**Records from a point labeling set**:
• • • • •
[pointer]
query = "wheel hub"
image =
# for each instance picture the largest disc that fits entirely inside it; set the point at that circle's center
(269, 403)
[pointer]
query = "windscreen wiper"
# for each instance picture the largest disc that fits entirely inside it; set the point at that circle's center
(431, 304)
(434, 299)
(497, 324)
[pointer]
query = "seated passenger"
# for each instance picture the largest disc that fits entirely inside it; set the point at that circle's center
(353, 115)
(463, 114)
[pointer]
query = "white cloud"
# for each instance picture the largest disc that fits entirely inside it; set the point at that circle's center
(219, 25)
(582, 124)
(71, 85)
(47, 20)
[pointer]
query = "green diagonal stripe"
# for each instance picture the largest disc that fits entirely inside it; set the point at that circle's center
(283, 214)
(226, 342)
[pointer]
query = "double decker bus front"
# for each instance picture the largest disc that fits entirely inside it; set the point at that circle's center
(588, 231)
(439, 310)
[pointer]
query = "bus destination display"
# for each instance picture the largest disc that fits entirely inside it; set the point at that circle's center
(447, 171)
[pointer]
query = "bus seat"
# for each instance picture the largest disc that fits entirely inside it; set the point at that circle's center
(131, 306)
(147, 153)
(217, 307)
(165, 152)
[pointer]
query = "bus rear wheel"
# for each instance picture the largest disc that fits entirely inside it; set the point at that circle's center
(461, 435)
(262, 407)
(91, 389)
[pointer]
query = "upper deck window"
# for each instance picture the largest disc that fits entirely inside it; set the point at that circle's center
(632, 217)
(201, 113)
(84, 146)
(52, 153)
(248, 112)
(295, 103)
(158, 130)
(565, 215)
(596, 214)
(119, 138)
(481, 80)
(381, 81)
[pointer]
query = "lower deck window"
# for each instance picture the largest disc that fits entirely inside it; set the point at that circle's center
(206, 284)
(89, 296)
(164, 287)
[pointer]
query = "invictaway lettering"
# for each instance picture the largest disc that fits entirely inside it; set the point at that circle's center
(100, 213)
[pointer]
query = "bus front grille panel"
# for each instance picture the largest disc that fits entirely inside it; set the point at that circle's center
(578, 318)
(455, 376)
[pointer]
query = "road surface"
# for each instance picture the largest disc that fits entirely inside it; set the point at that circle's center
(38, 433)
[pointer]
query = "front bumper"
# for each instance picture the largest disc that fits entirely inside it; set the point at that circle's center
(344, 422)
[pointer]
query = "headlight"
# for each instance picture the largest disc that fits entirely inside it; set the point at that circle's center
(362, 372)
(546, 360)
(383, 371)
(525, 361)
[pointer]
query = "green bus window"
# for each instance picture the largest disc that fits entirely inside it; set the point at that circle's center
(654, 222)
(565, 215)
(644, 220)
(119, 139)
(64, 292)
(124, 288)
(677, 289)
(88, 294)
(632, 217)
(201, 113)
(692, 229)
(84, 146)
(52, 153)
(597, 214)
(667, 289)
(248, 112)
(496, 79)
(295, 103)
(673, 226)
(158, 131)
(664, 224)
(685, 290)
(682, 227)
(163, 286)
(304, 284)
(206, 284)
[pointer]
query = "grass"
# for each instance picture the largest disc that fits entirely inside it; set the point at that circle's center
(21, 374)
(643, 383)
• • • • •
Exactly reproduce every line of the records.

**SOLUTION TO THIS EXERCISE**:
[pointer]
query = "wheel hub"
image =
# for each instance picture the largest disc that fits entirely inside it; set the point at that circle's center
(269, 403)
[pointer]
query = "windscreen wiper"
# for each instance picture the largest disc that fits entirely inside it; set the point at that circle's center
(431, 304)
(434, 299)
(497, 324)
[pointer]
query = "seated passenger"
# for each instance picture the largest disc that fits entirely inside it; set the point at that circle's center
(353, 115)
(463, 114)
[pointer]
query = "white cloud"
# for each instance picture the largest disc that fits entirely inside it; set the point at that circle's center
(219, 25)
(582, 124)
(71, 85)
(47, 20)
[pointer]
query = "green diagonal stripe"
# for each instance picture the largest disc that fits entirely inside it; set the point at that circle's center
(283, 214)
(226, 342)
[pointer]
query = "double decker bus front"
# for each instance picture the largest disc that fits entirely inside it; set the point at that circle's center
(588, 231)
(439, 310)
[pointer]
query = "bus destination display"
# for each instance picture the largest disc that fits entirely inside it; set the point at that circle's center
(447, 171)
[pointer]
query = "bus seat"
# for each instance picture the largest disc that fits entirely inside it; set the point at that circle's center
(131, 306)
(147, 153)
(217, 307)
(165, 152)
[pointer]
query = "bus rear wheel"
# for each instance picture the largest disc that fits entirely inside it; set the point at that circle's center
(461, 435)
(262, 407)
(91, 389)
[pointer]
query = "upper deck window"
# for each instance picture the largest disc that fits entirely inside it; set the point at that circle's center
(632, 217)
(201, 113)
(84, 146)
(52, 153)
(248, 112)
(295, 103)
(158, 130)
(565, 215)
(596, 214)
(119, 138)
(481, 80)
(381, 81)
[pointer]
query = "lower deck window"
# for each instance picture the largest disc that fits entirely inside it; set the point at that circle's center
(206, 284)
(89, 296)
(164, 287)
[pointer]
query = "invictaway lettering"
# for each instance picture the largest disc that fits entirely inside it; set the point at that circle's center
(100, 213)
[pointer]
query = "bus front grille panel"
# for each instance picture the largest disc that fits entirely inside it; set the point at that circle's center
(578, 318)
(455, 376)
[pointer]
query = "road surface"
# for each instance picture the largest disc that fits entirely inside it; set the point at that circle's center
(38, 433)
[pointer]
query = "front bumper"
# for each instance picture the largest disc that fits entirely inside it; set the point at that circle's center
(344, 422)
[pointer]
query = "headlight"
# for each instance picture the largest disc that fits entirely inside it; set the point at that circle's center
(362, 372)
(546, 360)
(383, 371)
(525, 361)
[pointer]
query = "green bus window"
# for each instance picture the largest disc that fits entirely inside it; set the point at that circle's center
(654, 222)
(565, 215)
(644, 220)
(119, 139)
(64, 292)
(124, 288)
(677, 289)
(88, 294)
(632, 217)
(201, 113)
(692, 229)
(84, 146)
(52, 153)
(597, 214)
(667, 289)
(248, 112)
(496, 79)
(295, 103)
(673, 226)
(158, 131)
(664, 224)
(685, 290)
(682, 227)
(163, 286)
(304, 284)
(206, 284)
[pointer]
query = "grass"
# for each instance picture the largest disc that fits entirely inside it; set the point at that circle's center
(21, 374)
(643, 383)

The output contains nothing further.